DOCUMENT EXCERPT:
Legal scholars have long debated whether the stipulation means Congress must approve every use of military force abroad and whether the president maintains the flexibility to use force as long as hostilities do not become a “war,” a word that itself has many definitions.
Indeed, "Impeachable Offenses" notes that some previous declarations of war by Congress came after hostilities already had begun.
Constitutional framer James Madison wrote that at the Federal Convention of 1787, the phrase "make war" was changed to "declare war" to leave to the president the decision to repel sudden attack but not to commence war without the explicit approval of Congress.
John Samples, director of the libertarian Cato Institute’s Center for Representative Government, noted how Obama and Biden both interpreted the Constitution in a way that would make their own war in Libya illegal.
Immediate threat?
In a speech on the Senate floor July 30, 1998, Biden lectured that only one constitutional framer, Pierce Butler of South Carolina, thought the president should have the power to initiate war.

INFORMATION GIVEN:
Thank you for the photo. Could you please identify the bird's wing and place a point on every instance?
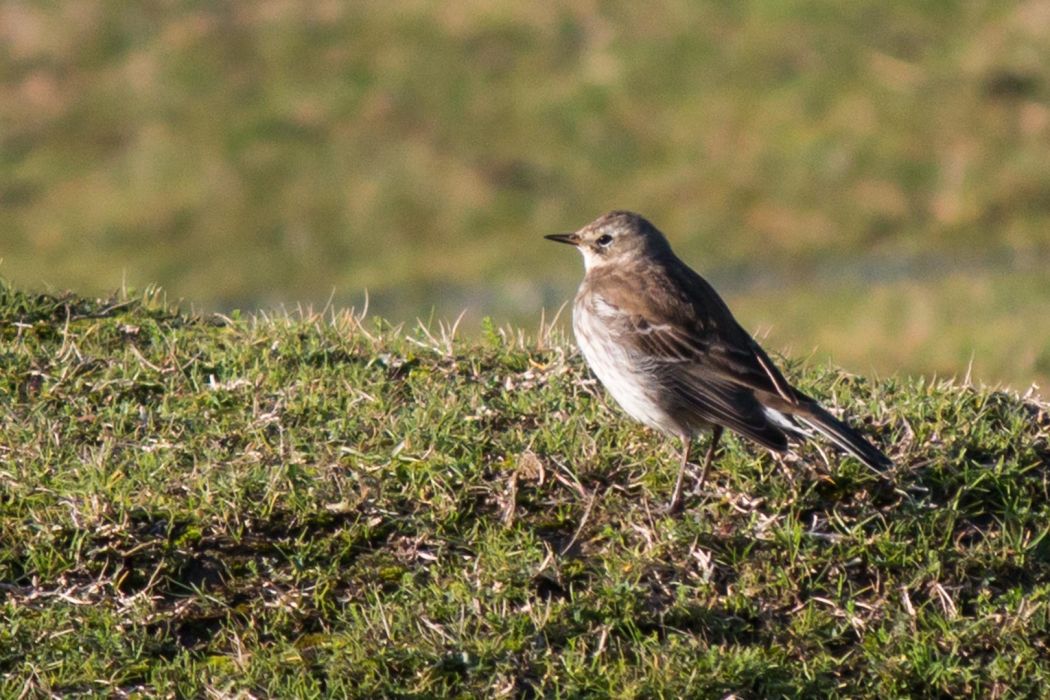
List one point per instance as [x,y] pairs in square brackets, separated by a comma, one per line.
[677,319]
[715,381]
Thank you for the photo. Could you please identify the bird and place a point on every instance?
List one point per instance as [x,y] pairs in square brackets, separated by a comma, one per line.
[669,351]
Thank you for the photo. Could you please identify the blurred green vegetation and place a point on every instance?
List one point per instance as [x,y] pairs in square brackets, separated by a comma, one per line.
[867,178]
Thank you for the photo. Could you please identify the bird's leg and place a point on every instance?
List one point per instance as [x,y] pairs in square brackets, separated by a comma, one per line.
[676,495]
[715,437]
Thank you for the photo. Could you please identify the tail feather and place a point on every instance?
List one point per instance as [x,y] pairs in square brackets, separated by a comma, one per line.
[843,436]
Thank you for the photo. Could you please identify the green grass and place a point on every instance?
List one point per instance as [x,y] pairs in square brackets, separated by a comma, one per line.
[318,504]
[246,154]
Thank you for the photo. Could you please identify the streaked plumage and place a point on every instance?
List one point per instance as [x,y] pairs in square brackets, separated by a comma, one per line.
[668,349]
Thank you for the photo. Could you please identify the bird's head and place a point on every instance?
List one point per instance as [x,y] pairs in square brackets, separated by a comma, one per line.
[618,237]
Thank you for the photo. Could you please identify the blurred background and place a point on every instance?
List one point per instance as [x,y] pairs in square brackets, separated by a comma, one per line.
[865,181]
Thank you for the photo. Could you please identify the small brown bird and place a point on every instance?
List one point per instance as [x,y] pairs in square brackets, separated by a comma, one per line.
[667,347]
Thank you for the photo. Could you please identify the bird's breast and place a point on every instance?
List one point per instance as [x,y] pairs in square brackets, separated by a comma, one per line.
[612,360]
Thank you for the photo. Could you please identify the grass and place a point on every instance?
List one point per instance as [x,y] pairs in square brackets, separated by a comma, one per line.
[317,504]
[244,154]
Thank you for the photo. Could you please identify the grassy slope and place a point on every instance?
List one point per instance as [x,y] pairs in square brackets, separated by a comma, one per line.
[315,504]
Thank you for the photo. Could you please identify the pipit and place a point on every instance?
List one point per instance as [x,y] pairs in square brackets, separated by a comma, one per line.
[668,349]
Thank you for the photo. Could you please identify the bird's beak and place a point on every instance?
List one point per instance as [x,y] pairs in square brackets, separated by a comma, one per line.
[570,238]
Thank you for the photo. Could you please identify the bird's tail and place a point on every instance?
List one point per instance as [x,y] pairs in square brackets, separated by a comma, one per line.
[840,433]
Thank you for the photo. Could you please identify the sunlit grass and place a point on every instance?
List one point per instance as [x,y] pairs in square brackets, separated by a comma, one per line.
[249,154]
[323,505]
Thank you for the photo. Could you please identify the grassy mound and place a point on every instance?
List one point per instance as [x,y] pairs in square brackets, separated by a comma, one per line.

COMPLETE THE FOLLOWING:
[1] Reproduce the war powers passage word for word, starting with "Constitutional framer James" and going on through "Immediate threat?".
[2] List every person the war powers passage mentions by name.
[3] Carry the war powers passage forward, picking up after its last sentence.
The material plays no role in this work.

RESPONSES IN ORDER:
[1]
Constitutional framer James Madison wrote that at the Federal Convention of 1787, the phrase "make war" was changed to "declare war" to leave to the president the decision to repel sudden attack but not to commence war without the explicit approval of Congress.
John Samples, director of the libertarian Cato Institute’s Center for Representative Government, noted how Obama and Biden both interpreted the Constitution in a way that would make their own war in Libya illegal.
Immediate threat?

[2] James Madison, John Samples, Obama, Biden, Pierce Butler

[3]
Biden concluded that under the Constitution, the president could not use force without prior authorization unless it was necessary to “repel a sudden attack.”
Obviously, the use of force in Libya did not fit Biden’s expressed definition, Klein and Elliott argue, since Libya posed no immediate national security threat.
Similarly, Syria is currently not poised to launch a sudden attack on the U.S.
"Impeachable Offenses" documents Obama himself agreed with the premise in a 2007 interview with the Boston Globe, stating “the President does not have power under the Constitution to unilaterally authorize a military attack in a situation that does not involve stopping an actual or imminent threat to the nation.”
Biden expounded on the framers’ reasons for limiting presidential ability to launch hostilities: “The rationale for vesting the power to launch war in Congress was simple. The Framers’ views were dominated by their experience with the British King, who had unfettered power to start wars. Such powers the Framers were determined to deny the President.”
Concluded Cato’s Samples: “The framers did not empower the president to initiate war to prevent humanitarian catastrophes, deal with threats to international peace and security, or protect the lives of foreign nationals.
"The framers stated that the Constitution was instituted to provide for the common defense of We, the People, not the defense of people everywhere.”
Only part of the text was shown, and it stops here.